Start of PASSAGE
Saturday, December 19, 2009


To celebrate the end of finals and the end of fall semester, I felt like a quick and easy electronics project was in order. The Drawdio delivered. It took about five minutes to assemble the easy-to-find parts, and the result promises to amuse me for hours, at the least.

I prototyped it on a breadboard and will fit it onto a pencil tomorrow. I used the Adafruit design but without buying the PCB or the kit, these are not necessary. Radioshack and a Veroboard/Stripboard will do just fine.

Again, everything you need to know about the Drawdio is explained here.

And yes, I am the kind of person who, when first introduced to the theremin, thought it was the coolest thing ever and dreamed of getting one and playing the Legend Of Zelda theme on it. Ergo, I love the Drawdio, and I will soon be trying to draw a keyboard with the right resistivity between the points so I can play music on an instrument I drew on paper. TOTALLY AWESOME

Now that I have tons of time, I think I'll be getting back to the rest of that Pacman assignment from last post.

Wednesday, December 2, 2009


Been a bit busy (and lazy) recently...
End of PASSAGE
__PROBLEMS TO SOLVE__
(1) In the blog post, about how long did it take to assemble the parts for the Drawdio?
(2) Say whether each statement agrees with the blog post: (a) The writer bought the Adafruit PCB to build the Drawdio. (b) The writer prototyped the Drawdio on a breadboard. (c) The writer plans to fit the Drawdio onto a pencil.
(3) Retype the part of the blog post that begins at the words "Saturday, December 19, 2009" and stops after "at the least.".
The data that follow come from a separate source.
Start of EXTRACTED DATA
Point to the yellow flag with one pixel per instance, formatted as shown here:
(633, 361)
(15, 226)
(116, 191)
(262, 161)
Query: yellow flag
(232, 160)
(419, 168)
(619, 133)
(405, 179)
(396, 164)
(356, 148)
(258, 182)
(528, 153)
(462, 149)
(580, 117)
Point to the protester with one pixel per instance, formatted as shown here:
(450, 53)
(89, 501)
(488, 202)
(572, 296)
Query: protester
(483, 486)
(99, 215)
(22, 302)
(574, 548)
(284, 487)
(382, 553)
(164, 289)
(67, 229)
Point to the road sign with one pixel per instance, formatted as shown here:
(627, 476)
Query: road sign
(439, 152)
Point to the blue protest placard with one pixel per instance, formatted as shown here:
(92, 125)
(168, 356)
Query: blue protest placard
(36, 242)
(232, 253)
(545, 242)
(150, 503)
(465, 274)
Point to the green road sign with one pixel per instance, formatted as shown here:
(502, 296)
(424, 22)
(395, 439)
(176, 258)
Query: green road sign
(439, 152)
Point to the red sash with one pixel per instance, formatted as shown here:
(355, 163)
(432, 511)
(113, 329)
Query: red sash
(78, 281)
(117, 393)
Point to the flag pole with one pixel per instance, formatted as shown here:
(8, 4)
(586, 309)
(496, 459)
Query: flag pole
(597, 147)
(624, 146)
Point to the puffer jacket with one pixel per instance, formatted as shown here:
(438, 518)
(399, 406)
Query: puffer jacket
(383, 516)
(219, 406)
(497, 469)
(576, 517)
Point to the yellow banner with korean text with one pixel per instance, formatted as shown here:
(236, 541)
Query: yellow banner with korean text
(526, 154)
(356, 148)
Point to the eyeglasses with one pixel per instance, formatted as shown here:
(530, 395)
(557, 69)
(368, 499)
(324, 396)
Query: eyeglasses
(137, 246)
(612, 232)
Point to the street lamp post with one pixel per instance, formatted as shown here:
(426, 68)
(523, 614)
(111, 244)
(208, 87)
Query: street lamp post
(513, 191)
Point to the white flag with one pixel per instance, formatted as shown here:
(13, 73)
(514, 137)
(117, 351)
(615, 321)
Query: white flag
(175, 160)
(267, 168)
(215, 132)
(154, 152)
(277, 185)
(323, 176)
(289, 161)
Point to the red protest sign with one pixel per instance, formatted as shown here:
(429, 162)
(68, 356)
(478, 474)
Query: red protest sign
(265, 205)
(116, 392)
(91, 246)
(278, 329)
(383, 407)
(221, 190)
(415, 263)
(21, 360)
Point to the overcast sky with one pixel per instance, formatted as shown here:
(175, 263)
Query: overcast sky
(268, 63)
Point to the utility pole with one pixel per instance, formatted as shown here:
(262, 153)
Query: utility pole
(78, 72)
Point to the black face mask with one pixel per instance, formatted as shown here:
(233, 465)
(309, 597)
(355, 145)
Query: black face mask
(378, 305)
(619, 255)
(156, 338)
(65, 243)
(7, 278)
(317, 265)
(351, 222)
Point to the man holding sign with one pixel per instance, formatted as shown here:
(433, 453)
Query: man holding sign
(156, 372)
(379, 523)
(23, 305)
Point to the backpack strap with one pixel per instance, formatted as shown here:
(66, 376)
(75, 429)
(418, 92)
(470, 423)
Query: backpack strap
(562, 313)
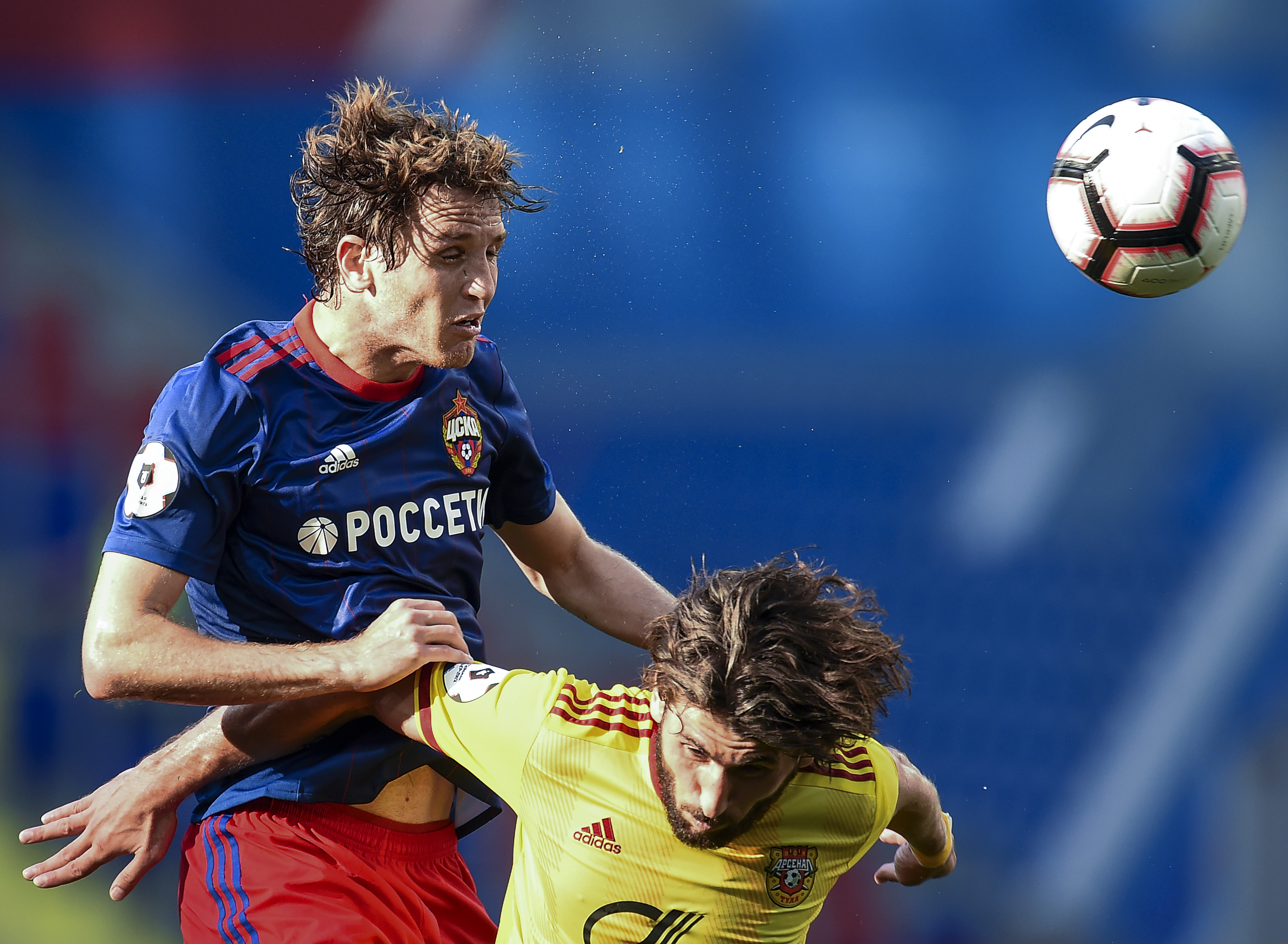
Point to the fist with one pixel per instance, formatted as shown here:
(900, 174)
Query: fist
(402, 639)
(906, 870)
End of EXTRACTED DATA
Start of EXTRACTED DATA
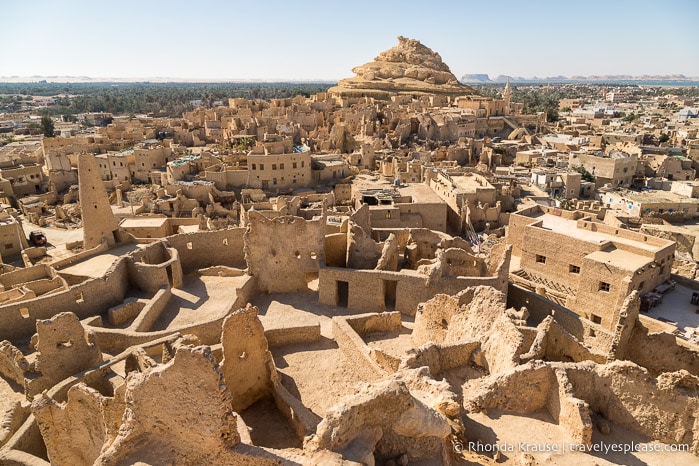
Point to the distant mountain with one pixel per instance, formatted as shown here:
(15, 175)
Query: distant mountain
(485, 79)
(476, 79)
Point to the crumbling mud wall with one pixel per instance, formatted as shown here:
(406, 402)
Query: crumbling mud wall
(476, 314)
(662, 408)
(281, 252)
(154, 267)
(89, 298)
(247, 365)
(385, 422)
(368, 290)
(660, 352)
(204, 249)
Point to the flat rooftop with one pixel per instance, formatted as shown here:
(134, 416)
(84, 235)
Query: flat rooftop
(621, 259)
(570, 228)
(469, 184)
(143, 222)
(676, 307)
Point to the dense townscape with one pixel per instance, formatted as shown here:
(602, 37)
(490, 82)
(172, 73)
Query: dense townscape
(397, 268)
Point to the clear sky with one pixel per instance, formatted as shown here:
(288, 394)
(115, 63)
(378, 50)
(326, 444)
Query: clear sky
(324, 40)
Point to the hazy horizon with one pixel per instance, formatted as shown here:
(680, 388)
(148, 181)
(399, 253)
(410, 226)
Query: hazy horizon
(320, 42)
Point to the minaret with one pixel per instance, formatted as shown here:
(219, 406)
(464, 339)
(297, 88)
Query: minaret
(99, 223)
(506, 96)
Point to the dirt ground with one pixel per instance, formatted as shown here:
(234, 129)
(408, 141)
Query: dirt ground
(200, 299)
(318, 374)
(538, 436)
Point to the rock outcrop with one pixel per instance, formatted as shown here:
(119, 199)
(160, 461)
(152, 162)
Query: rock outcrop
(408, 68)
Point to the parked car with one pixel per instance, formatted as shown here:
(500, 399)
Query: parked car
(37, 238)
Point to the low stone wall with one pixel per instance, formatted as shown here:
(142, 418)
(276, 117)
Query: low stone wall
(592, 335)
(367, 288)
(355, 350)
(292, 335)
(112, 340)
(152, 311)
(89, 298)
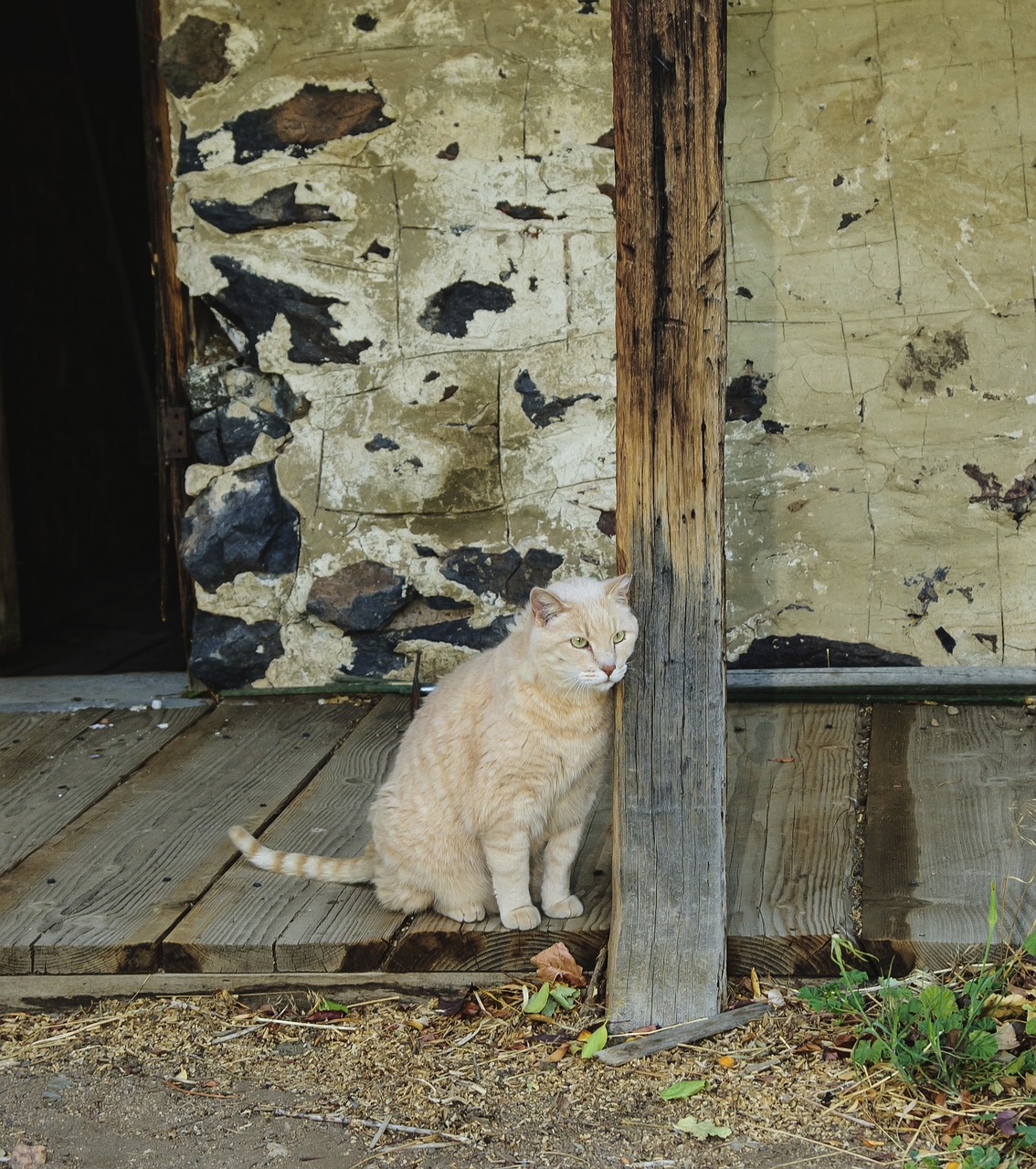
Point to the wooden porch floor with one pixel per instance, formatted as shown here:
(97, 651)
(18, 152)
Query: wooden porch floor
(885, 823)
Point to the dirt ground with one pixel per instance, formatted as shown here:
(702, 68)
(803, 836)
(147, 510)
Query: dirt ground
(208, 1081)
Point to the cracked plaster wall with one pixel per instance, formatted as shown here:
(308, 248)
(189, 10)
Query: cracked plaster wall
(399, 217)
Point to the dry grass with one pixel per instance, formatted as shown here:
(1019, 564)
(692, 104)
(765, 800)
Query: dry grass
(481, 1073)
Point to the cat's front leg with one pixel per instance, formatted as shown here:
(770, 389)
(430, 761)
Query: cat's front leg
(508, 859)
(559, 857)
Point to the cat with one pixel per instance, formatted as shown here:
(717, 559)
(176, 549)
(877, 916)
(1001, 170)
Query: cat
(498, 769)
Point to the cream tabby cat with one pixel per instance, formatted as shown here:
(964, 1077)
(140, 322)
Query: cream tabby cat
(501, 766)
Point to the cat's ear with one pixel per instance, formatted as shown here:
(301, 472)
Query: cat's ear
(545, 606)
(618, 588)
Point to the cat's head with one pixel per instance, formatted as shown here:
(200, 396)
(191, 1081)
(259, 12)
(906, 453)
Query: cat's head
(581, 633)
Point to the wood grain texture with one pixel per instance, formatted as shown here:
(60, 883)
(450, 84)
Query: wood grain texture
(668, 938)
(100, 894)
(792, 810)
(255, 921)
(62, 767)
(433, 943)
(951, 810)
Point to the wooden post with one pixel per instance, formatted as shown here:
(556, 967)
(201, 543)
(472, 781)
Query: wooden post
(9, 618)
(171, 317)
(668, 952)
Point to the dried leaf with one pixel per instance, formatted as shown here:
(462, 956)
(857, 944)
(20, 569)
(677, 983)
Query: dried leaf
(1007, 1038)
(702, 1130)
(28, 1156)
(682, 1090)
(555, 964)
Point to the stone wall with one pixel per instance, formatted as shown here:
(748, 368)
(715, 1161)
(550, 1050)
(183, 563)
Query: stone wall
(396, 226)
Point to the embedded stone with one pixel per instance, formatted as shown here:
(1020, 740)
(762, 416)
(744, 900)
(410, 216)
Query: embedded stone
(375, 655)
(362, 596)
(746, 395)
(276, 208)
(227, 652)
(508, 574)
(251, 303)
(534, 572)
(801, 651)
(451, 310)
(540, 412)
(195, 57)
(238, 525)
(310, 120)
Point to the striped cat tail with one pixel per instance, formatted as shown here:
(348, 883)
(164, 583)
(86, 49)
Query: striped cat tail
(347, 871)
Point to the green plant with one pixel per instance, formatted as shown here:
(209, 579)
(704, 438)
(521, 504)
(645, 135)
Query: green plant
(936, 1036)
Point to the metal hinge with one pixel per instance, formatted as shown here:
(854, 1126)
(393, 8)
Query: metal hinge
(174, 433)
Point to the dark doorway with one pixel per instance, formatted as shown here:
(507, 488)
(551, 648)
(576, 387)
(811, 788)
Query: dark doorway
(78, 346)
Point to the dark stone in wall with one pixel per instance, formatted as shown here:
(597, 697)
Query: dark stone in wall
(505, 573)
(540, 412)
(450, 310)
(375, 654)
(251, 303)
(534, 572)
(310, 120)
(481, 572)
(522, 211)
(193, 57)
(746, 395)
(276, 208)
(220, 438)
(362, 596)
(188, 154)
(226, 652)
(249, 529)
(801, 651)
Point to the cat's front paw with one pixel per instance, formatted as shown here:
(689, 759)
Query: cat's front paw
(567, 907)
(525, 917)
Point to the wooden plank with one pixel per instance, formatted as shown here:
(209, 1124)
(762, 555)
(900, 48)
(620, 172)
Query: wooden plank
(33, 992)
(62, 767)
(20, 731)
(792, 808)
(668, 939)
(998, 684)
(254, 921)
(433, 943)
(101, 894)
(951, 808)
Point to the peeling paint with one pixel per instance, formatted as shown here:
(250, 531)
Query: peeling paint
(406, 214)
End of EXTRACTED DATA
Start of EXTRACTED DATA
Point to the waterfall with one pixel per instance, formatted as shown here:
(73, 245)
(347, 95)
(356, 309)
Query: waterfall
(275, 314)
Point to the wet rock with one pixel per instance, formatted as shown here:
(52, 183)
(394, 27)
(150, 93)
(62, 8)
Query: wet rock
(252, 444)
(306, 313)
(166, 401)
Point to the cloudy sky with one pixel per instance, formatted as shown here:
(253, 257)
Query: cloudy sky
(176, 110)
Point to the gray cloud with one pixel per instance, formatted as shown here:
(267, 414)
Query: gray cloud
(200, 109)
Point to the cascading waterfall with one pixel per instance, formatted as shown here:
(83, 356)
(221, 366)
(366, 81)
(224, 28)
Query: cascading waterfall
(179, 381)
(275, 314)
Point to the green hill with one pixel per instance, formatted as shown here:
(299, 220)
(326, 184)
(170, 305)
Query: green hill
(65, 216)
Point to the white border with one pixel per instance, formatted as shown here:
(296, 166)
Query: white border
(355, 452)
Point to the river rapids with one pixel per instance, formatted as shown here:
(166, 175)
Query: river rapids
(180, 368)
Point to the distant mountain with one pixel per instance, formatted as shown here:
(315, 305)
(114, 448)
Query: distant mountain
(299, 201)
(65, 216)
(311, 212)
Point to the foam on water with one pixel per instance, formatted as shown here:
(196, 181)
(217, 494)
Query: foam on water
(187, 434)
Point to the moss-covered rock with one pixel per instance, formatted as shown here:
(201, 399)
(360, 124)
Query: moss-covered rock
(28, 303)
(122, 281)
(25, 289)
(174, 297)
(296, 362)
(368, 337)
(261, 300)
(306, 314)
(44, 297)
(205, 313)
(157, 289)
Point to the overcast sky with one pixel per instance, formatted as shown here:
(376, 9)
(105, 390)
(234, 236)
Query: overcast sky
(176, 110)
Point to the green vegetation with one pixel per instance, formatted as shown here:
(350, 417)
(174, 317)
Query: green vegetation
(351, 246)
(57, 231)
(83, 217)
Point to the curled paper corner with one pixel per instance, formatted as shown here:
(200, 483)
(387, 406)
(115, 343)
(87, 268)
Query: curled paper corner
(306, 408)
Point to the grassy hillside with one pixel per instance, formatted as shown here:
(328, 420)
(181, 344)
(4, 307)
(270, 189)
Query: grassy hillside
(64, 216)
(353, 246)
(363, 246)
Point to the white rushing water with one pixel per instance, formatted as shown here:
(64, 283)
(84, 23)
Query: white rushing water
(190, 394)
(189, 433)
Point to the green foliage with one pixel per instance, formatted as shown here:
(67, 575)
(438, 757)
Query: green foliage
End of EXTRACTED DATA
__RESULTS BY TASK__
(1) About five minutes.

(2)
(a) No: "I used the Adafruit design but without buying the PCB or the kit"
(b) Yes: "I prototyped it on a breadboard"
(c) Yes: "will fit it onto a pencil tomorrow"

(3)
Saturday, December 19, 2009


To celebrate the end of finals and the end of fall semester, I felt like a quick and easy electronics project was in order. The Drawdio delivered. It took about five minutes to assemble the easy-to-find parts, and the result promises to amuse me for hours, at the least.